A run of items:

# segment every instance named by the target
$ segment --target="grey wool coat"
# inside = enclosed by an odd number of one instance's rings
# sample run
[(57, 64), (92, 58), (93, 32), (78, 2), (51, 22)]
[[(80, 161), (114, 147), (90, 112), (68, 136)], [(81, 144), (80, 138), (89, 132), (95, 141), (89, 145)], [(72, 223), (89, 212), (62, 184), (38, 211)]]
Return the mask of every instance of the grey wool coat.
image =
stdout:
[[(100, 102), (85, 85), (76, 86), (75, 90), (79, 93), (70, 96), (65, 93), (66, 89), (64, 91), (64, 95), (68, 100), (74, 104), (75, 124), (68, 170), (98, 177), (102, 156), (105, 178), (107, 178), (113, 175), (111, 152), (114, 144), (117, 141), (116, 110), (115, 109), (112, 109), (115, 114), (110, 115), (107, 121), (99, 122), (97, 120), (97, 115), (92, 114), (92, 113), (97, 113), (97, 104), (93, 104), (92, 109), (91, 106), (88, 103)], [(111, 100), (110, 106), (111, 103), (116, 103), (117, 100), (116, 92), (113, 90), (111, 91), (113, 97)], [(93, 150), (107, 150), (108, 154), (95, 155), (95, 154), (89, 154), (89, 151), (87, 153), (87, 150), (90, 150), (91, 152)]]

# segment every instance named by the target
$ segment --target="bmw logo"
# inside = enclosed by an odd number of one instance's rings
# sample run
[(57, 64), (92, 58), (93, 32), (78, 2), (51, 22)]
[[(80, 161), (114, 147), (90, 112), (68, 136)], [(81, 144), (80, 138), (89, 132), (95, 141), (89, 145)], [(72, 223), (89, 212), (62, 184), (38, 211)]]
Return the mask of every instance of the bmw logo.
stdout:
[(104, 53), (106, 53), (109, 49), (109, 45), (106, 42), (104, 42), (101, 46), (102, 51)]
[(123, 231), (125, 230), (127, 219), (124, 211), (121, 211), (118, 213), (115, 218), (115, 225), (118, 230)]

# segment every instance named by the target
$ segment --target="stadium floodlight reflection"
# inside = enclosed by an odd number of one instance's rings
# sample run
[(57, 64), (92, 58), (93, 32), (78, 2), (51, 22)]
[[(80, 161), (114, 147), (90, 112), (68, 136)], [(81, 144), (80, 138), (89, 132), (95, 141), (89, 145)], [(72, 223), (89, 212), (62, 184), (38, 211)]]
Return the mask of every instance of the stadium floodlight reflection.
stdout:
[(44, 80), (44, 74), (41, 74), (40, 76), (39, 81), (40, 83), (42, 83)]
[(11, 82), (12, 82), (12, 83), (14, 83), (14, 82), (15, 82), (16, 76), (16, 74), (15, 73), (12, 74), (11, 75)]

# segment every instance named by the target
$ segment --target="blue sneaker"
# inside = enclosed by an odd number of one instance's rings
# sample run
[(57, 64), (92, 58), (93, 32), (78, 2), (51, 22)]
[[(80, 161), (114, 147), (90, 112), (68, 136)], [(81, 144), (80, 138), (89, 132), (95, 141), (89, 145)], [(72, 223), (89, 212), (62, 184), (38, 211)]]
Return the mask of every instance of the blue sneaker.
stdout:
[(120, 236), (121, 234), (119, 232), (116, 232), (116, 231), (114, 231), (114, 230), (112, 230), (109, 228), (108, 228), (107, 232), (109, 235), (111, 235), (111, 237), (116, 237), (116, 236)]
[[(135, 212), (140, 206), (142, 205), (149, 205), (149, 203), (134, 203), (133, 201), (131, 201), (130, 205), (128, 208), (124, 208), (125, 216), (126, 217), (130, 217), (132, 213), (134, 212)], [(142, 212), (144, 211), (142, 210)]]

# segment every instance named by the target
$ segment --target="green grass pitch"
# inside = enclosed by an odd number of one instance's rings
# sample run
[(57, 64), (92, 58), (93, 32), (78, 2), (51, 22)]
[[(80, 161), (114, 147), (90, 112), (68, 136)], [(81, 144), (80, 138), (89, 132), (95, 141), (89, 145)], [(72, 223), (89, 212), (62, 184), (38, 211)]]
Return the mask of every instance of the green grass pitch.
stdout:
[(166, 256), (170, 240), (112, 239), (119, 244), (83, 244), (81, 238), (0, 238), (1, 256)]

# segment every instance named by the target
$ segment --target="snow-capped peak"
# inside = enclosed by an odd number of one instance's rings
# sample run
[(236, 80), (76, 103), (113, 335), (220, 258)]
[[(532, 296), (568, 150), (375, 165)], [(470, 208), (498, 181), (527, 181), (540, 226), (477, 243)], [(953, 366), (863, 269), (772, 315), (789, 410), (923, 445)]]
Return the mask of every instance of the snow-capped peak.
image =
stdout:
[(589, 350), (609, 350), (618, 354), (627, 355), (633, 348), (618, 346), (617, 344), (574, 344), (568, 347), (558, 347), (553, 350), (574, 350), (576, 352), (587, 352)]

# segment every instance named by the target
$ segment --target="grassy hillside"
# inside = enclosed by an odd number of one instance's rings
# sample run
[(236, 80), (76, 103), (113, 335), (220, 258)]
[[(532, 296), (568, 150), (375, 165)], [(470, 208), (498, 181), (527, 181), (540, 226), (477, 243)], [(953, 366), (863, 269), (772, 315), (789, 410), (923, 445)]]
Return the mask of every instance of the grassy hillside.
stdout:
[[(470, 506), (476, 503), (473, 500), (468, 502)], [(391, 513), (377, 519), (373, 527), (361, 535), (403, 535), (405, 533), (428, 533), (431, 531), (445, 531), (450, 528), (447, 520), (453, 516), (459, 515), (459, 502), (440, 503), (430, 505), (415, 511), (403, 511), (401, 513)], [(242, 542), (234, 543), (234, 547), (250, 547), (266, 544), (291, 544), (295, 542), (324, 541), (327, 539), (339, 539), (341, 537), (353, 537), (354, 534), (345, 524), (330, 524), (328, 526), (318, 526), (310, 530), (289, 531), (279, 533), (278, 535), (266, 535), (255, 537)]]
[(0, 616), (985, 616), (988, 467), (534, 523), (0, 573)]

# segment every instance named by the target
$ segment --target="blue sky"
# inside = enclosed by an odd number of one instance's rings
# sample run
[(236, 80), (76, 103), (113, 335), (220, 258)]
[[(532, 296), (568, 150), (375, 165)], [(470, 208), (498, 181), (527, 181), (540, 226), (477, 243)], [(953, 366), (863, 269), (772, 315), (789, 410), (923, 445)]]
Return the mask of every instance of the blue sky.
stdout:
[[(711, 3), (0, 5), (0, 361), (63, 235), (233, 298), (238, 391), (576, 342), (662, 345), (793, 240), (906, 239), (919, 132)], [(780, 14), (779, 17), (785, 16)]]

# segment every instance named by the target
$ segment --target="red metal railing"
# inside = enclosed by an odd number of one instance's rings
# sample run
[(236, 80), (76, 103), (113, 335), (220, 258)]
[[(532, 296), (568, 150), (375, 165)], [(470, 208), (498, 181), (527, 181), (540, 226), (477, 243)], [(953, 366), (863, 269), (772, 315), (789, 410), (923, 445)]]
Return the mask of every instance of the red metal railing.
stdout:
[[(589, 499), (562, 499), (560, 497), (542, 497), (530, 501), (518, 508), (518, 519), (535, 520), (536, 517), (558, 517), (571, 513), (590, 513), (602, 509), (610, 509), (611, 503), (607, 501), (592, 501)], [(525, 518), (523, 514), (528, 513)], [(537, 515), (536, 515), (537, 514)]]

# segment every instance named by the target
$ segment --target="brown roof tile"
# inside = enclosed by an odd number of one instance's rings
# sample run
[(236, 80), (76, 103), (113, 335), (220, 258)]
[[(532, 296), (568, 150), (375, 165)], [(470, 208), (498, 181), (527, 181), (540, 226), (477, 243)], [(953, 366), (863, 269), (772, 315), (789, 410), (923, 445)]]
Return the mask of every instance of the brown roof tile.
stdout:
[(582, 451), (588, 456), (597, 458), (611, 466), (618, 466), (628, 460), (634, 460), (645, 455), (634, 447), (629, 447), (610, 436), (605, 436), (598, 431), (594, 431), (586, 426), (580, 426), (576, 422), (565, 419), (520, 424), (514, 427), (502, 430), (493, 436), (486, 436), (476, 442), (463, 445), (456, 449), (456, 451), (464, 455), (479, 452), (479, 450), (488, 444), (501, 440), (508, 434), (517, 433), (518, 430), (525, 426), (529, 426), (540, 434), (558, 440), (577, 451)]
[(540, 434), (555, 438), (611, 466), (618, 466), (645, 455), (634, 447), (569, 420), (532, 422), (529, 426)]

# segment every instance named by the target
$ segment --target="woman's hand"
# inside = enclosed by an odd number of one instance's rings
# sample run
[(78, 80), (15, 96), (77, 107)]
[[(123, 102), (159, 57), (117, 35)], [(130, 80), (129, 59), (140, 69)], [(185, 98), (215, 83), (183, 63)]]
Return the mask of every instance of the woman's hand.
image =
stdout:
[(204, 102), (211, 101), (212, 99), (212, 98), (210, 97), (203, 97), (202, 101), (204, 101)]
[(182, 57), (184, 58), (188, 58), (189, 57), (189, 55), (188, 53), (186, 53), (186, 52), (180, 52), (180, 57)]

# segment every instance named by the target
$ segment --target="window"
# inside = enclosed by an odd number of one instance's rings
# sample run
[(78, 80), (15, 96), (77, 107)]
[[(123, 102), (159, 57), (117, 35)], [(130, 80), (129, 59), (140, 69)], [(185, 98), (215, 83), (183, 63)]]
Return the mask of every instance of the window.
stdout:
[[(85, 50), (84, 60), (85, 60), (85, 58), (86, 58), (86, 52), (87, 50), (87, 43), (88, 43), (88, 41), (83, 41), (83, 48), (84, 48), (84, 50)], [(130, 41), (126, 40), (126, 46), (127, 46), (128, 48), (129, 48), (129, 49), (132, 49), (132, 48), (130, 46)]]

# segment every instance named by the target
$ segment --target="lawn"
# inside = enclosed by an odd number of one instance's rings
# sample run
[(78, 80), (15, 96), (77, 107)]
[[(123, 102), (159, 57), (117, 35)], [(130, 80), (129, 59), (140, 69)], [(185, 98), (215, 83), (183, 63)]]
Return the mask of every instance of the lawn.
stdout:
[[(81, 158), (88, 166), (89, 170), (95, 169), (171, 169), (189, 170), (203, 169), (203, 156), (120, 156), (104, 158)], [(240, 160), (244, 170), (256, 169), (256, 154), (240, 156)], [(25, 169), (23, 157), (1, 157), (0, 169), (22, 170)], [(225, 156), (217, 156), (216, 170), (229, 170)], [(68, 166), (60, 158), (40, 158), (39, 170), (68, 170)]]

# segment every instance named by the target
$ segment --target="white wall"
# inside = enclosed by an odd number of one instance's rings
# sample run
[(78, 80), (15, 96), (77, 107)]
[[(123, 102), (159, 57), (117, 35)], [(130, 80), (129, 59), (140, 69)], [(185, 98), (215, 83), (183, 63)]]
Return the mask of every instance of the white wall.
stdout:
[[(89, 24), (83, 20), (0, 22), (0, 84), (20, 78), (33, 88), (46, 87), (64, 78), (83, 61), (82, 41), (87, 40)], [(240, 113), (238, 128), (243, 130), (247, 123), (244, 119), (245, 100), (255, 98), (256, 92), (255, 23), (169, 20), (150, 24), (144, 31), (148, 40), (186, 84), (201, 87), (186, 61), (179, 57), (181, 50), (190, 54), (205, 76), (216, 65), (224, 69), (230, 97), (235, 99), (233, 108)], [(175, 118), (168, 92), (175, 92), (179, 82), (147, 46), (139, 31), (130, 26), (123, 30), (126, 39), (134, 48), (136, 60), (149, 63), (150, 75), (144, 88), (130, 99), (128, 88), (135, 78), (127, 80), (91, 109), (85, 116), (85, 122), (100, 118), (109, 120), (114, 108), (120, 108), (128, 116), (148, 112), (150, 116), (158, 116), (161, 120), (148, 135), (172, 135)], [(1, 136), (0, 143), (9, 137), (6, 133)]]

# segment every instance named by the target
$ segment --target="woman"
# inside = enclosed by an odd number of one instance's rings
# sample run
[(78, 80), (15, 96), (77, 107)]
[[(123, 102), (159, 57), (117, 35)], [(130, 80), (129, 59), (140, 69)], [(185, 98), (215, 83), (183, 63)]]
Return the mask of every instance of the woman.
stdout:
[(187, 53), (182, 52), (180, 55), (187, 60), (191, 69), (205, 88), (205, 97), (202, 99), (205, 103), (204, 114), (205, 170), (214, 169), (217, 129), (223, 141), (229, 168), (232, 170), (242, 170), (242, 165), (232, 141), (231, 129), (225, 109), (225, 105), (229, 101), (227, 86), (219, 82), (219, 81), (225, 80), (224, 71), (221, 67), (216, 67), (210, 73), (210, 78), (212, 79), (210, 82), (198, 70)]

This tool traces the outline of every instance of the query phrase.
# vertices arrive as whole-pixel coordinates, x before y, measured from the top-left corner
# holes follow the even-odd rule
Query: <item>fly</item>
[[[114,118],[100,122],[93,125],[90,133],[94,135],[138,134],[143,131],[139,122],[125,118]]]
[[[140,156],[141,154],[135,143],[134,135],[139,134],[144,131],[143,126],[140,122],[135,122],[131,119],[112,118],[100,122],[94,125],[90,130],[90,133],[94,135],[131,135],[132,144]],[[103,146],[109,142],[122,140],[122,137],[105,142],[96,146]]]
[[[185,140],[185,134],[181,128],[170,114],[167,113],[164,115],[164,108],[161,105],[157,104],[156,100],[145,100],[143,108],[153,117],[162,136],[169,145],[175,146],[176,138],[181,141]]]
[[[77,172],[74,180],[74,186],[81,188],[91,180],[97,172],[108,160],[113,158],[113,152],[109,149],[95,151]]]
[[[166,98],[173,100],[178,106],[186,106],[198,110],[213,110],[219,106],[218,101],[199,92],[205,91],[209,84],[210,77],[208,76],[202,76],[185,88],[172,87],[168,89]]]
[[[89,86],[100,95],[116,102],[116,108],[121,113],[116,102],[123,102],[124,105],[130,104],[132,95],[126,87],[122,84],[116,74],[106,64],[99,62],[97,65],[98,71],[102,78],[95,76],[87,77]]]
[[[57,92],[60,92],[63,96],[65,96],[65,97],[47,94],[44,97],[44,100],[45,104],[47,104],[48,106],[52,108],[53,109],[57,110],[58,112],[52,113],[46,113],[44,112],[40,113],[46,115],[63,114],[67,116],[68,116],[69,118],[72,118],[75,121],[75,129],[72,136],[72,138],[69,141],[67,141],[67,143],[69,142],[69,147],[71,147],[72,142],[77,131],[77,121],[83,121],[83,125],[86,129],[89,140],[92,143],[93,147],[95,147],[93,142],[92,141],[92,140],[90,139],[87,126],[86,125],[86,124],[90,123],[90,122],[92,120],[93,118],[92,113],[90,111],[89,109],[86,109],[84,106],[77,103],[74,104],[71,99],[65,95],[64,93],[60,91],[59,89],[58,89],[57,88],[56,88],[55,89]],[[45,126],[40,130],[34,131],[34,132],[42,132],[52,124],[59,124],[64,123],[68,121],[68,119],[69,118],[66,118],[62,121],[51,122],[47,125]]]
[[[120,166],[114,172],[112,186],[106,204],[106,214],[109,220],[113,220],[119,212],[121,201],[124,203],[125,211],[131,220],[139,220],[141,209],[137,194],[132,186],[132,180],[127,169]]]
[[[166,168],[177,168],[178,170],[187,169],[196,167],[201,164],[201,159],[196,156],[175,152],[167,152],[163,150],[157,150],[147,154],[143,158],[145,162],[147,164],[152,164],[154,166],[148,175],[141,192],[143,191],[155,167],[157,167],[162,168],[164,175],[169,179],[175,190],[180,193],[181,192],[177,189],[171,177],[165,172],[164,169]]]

| Problem requirements |
Which lines in the items above contain the word "stadium"? Extract each of those lines in full, counting only matches with the same case.

| Final result |
$ segment --target="stadium floodlight reflection"
Return the mask of every instance of the stadium floodlight reflection.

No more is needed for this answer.